- Quoted passage -
As employers begin working to retool their hiring practices in order to cope with the current talent shortage and other new complications in the job market, while many are looking to dramatic new strategies for solutions, others have realized that the answer may be far simpler, and that the real answer to these problems is in refocusing their old hiring tactics. To do this, employers will first need to find a better definition of what it is that makes a great new employee. So, here are four more candidate qualifications that employers will need to recognize and asses, as compiled by executive search firms.
- One of the most obvious subjects that will need to be addressed during the interview process is the matter of compensation and benefits. Employers will of course go into these proceedings with expectations in place for what they will be willing to provide to their new hire, and of course each candidate will have their own expectations as well. The earlier this subject can be brought up and these expectations compared, the less time can be wasted on those individuals whose expectations do not mesh with those of the company.
- Yet another crucial factor that employers should look for in their candidates is the willingness of the individual in question to fully commit to their company for the long term. All too often employers will take on a candidate who has outstanding qualifications and skills only to find a short time later that that individual has decided to move on to another organization. Here interviewers will need to take a careful look at candidates’ resumes and inquire thoroughly about the individual’s work history to establish a timeframe of how long they have spent in their past roles.

- Exercise task -
Translate this sentence from the passage on hiring into Spanish: "To do this, employers will first need to find a better definition of what it is that makes a great new employee."

- Image location labeling entries -
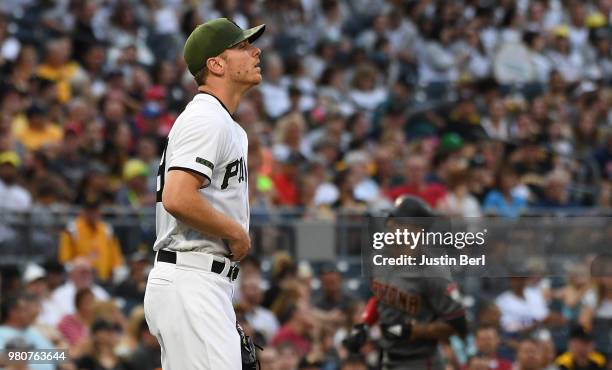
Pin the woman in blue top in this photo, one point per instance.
(501, 201)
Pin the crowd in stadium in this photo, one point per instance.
(480, 108)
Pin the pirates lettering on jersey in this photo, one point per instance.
(391, 295)
(237, 169)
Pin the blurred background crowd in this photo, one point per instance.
(479, 107)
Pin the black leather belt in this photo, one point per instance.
(217, 266)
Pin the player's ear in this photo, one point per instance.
(215, 65)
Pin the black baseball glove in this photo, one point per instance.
(357, 337)
(247, 348)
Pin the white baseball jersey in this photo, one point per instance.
(207, 141)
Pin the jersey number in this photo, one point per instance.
(160, 173)
(236, 168)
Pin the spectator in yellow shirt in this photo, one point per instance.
(39, 131)
(90, 237)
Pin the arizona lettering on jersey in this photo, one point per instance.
(205, 140)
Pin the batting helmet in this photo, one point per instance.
(410, 206)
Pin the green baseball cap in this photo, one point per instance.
(212, 38)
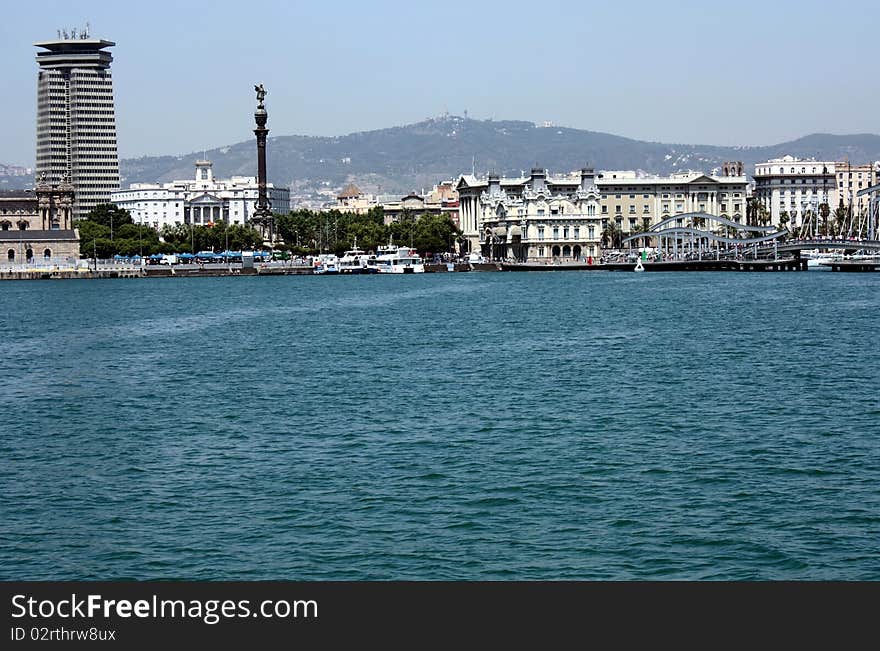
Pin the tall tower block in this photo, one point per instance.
(76, 119)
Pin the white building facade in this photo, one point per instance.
(795, 188)
(544, 218)
(201, 201)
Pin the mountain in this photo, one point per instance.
(401, 159)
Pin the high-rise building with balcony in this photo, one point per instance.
(76, 122)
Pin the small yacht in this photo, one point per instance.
(393, 259)
(326, 263)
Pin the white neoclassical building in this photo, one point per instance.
(541, 218)
(532, 218)
(203, 200)
(795, 187)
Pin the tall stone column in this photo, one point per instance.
(262, 218)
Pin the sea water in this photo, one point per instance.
(566, 425)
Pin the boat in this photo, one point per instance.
(356, 261)
(326, 263)
(391, 259)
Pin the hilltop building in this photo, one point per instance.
(76, 123)
(792, 188)
(351, 199)
(852, 179)
(202, 200)
(542, 217)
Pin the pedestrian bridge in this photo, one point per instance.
(726, 230)
(831, 243)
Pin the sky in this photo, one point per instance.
(724, 73)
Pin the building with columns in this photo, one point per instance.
(543, 217)
(201, 201)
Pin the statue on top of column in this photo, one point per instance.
(261, 95)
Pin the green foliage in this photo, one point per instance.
(185, 238)
(109, 215)
(306, 231)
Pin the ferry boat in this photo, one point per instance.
(326, 263)
(393, 259)
(356, 261)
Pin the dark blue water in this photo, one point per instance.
(446, 426)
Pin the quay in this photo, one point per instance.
(853, 265)
(786, 264)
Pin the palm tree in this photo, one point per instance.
(824, 211)
(610, 235)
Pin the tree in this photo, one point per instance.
(434, 234)
(110, 215)
(611, 235)
(824, 211)
(841, 216)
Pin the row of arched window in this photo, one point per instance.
(28, 254)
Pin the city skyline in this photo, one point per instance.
(690, 73)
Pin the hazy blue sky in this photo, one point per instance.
(740, 72)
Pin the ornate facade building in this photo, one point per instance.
(543, 218)
(36, 227)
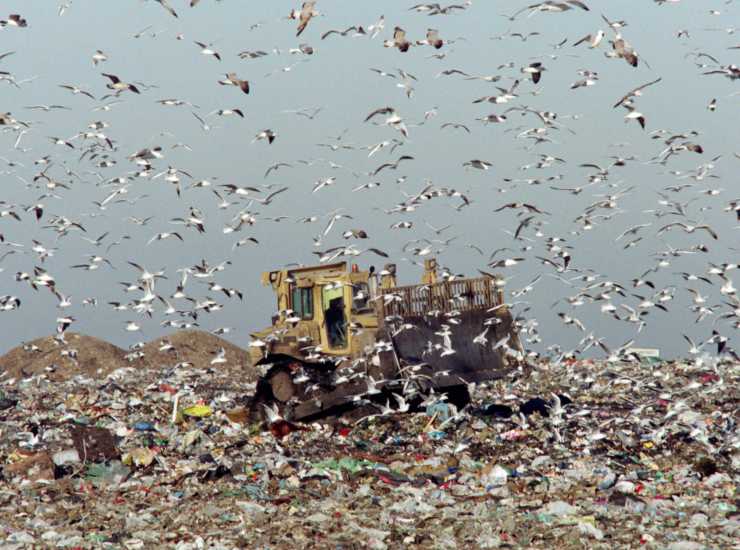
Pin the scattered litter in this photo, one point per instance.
(578, 455)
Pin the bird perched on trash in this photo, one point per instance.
(278, 426)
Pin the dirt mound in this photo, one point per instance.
(197, 348)
(82, 355)
(97, 358)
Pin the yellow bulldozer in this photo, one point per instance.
(343, 336)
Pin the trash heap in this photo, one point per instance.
(579, 455)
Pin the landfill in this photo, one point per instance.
(581, 454)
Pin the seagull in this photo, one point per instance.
(432, 39)
(232, 80)
(304, 15)
(76, 90)
(593, 39)
(478, 164)
(206, 49)
(399, 40)
(119, 86)
(267, 134)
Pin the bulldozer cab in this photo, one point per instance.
(317, 306)
(337, 327)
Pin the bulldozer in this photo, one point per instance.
(343, 337)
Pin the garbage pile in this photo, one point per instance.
(585, 454)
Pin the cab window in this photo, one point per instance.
(361, 298)
(302, 302)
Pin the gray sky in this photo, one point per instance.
(55, 50)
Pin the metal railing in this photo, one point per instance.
(446, 296)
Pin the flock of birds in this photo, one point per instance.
(518, 233)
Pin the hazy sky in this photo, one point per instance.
(56, 50)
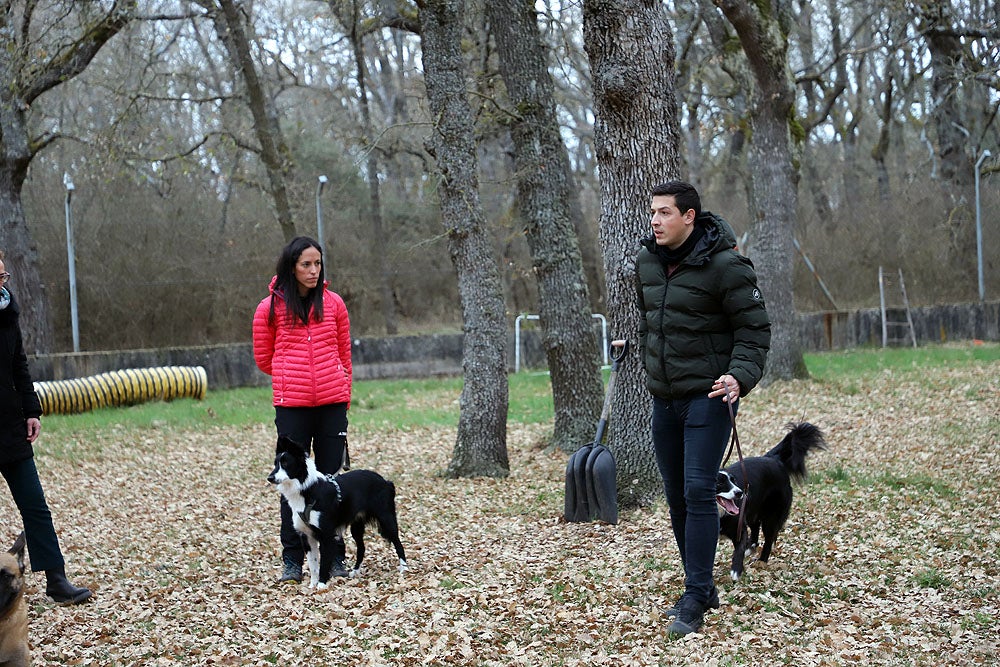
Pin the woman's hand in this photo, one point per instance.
(727, 387)
(34, 428)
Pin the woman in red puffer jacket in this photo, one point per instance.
(302, 339)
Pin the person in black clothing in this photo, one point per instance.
(704, 335)
(20, 425)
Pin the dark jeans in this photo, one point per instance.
(26, 490)
(323, 430)
(689, 438)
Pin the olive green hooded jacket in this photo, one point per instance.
(704, 320)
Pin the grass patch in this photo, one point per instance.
(922, 483)
(932, 579)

- The output -
Para ello, los empleadores primero tendrán que encontrar una mejor definición de qué es lo que hace a un gran empleado nuevo.